AIM OF THE EXERCISE » Below are records; reproduce exactly the lines from the first through the one containing "target | interior door".

TASK MATERIAL section start

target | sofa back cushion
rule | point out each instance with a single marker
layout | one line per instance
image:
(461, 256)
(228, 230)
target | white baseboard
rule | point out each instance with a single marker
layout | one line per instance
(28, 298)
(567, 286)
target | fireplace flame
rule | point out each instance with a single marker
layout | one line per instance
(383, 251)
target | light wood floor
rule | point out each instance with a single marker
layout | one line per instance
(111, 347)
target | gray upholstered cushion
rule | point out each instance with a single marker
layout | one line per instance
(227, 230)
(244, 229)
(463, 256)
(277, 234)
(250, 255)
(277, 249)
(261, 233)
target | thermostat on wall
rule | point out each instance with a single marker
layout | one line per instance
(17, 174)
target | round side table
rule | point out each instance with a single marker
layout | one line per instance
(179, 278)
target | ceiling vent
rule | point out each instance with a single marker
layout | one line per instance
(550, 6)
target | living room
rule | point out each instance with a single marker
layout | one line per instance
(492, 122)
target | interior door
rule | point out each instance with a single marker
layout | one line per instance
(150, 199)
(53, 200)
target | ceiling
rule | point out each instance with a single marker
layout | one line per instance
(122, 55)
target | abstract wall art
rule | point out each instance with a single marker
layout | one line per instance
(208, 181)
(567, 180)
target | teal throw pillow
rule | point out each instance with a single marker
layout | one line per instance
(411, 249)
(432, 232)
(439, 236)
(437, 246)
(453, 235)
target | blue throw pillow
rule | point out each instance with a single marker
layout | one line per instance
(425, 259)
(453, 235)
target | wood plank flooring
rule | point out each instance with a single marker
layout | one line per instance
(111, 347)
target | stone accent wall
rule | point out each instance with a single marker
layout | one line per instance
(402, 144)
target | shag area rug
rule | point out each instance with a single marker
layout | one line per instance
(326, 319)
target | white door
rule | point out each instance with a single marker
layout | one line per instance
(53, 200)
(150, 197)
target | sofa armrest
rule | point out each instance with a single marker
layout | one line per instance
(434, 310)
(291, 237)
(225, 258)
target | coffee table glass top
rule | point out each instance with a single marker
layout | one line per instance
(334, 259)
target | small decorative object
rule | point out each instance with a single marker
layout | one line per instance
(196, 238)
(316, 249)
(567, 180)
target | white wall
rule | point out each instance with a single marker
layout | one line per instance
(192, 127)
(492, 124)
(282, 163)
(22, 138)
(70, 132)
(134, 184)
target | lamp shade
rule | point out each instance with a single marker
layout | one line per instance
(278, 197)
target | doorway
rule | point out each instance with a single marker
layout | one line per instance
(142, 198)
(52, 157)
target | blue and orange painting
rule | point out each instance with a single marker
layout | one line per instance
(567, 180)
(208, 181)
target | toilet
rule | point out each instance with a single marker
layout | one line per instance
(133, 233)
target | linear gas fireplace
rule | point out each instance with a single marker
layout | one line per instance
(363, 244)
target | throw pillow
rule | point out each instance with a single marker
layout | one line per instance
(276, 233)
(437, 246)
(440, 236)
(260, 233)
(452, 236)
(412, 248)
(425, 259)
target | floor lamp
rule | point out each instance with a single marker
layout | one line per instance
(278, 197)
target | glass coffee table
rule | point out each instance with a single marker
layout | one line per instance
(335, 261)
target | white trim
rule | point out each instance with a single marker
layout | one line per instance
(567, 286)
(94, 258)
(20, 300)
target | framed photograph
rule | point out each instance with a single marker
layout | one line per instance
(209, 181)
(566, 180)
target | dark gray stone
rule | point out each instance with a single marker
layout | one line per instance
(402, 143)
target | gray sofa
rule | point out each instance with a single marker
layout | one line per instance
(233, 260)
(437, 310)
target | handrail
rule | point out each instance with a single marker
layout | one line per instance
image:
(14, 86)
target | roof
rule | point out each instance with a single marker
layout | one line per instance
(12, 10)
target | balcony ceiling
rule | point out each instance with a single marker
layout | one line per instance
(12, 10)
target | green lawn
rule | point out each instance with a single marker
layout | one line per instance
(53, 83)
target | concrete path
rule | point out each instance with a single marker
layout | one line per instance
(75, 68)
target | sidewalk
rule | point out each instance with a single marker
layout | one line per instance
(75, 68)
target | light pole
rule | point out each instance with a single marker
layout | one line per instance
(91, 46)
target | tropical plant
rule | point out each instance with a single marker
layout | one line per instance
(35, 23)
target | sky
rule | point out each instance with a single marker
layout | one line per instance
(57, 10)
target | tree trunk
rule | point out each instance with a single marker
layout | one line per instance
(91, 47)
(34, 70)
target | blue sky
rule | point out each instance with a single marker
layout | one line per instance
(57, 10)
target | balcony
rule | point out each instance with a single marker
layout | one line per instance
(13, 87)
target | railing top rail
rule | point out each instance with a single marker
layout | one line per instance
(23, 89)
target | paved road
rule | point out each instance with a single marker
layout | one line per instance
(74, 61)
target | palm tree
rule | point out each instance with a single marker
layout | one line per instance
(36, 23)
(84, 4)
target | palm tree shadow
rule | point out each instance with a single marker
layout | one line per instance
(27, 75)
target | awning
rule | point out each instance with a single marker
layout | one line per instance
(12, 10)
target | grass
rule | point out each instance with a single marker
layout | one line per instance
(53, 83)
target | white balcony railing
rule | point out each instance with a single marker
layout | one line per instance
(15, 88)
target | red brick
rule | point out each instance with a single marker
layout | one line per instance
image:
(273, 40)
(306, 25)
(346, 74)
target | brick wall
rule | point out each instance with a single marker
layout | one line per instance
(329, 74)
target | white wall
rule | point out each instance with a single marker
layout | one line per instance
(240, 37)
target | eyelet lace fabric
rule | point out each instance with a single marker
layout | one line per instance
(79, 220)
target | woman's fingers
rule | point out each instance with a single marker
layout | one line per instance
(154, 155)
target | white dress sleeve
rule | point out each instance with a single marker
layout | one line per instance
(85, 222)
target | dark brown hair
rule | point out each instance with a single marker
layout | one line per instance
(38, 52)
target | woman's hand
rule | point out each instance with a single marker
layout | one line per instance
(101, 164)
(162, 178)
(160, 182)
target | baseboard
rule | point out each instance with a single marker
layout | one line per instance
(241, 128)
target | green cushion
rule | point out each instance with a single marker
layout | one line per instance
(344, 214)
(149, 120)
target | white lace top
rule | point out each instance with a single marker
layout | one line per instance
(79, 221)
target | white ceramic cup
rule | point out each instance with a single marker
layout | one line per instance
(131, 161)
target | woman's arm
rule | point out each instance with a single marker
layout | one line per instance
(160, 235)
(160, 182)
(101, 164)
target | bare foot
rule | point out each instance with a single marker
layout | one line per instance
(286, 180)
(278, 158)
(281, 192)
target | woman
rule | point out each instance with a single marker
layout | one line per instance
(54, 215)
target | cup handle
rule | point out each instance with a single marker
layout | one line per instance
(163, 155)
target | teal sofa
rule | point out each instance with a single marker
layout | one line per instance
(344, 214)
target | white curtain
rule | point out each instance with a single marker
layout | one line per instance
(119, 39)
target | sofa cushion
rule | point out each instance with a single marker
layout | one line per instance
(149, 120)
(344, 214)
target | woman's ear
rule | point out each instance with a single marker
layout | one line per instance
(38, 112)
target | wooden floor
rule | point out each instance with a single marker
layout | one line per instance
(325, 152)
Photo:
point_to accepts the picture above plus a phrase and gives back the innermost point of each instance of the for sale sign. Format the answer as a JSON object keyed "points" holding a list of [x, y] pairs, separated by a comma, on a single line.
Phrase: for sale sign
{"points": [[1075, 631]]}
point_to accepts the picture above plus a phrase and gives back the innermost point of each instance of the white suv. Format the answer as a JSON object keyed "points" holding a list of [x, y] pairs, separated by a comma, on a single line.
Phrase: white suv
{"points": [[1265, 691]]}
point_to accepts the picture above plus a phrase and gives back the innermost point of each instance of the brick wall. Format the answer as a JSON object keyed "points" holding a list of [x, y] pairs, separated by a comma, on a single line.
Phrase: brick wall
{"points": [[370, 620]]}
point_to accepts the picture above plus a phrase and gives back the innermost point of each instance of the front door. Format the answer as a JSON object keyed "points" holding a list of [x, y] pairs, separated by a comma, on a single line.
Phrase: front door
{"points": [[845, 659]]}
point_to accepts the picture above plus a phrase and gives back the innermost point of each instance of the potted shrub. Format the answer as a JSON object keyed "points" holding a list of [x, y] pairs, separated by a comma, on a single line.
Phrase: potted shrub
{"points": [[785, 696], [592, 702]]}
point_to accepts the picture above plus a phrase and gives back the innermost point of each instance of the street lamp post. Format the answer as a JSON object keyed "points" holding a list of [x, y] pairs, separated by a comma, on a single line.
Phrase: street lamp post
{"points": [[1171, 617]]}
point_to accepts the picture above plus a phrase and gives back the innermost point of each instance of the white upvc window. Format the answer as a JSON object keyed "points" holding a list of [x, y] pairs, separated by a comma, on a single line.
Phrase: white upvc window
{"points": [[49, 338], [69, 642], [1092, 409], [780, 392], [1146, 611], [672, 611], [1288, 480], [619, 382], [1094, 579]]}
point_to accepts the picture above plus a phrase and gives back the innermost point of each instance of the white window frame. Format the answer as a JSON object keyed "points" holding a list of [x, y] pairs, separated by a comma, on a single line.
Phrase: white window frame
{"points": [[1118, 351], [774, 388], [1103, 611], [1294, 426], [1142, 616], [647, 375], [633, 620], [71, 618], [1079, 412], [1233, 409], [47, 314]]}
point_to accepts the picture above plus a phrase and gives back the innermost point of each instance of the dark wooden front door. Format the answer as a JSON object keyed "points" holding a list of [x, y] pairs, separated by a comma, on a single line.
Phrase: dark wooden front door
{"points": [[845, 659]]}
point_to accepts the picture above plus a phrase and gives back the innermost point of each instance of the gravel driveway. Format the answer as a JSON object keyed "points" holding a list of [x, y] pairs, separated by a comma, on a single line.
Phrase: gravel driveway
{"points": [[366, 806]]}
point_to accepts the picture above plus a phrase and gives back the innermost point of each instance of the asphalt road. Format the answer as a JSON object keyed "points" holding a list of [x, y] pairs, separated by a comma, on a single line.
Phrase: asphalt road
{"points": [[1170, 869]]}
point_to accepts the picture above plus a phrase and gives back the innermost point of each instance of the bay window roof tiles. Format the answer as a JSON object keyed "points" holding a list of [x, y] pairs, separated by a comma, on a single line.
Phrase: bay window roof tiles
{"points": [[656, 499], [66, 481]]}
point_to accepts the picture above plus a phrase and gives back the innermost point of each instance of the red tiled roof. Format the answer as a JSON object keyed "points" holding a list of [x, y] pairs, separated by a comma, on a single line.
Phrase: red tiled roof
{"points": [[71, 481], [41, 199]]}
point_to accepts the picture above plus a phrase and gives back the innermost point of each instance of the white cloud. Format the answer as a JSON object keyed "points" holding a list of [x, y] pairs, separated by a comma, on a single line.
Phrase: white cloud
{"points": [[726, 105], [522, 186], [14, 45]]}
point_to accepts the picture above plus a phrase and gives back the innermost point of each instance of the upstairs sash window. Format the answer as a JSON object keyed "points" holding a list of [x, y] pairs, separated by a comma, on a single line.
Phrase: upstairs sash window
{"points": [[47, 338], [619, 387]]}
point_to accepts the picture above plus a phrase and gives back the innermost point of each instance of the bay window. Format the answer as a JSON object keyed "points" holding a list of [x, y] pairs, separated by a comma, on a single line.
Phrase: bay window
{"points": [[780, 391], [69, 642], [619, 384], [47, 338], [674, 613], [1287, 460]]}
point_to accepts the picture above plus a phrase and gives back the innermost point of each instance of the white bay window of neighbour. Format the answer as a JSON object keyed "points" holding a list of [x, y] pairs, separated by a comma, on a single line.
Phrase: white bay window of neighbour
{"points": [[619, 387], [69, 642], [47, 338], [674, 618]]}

TASK MATERIAL section end

SOLUTION TO THIS PROBLEM »
target | sofa back cushion
rule | point out each instance with a single marker
layout | one line per instance
image:
(461, 256)
(228, 230)
target | white baseboard
rule | point out each instance with a single marker
layout | one line per instance
(28, 298)
(567, 286)
target | fireplace flame
rule | point out each instance with a single marker
layout | one line per instance
(383, 251)
target | light wood floor
rule | point out each instance with a single marker
layout | one line per instance
(111, 347)
target | gray upholstered cushion
rule | point out each instance with a single marker
layout | one line per instance
(227, 230)
(244, 229)
(463, 256)
(277, 234)
(250, 255)
(277, 249)
(261, 233)
target | thermostat on wall
rule | point out each instance with a single marker
layout | one line per instance
(17, 174)
target | round side table
rule | point out each instance with a single marker
layout | one line per instance
(179, 278)
target | ceiling vent
rule | point out each instance with a single marker
layout | one line per instance
(550, 6)
target | living room
rule | point out each instance with a single marker
layout | one line per instance
(492, 122)
target | interior door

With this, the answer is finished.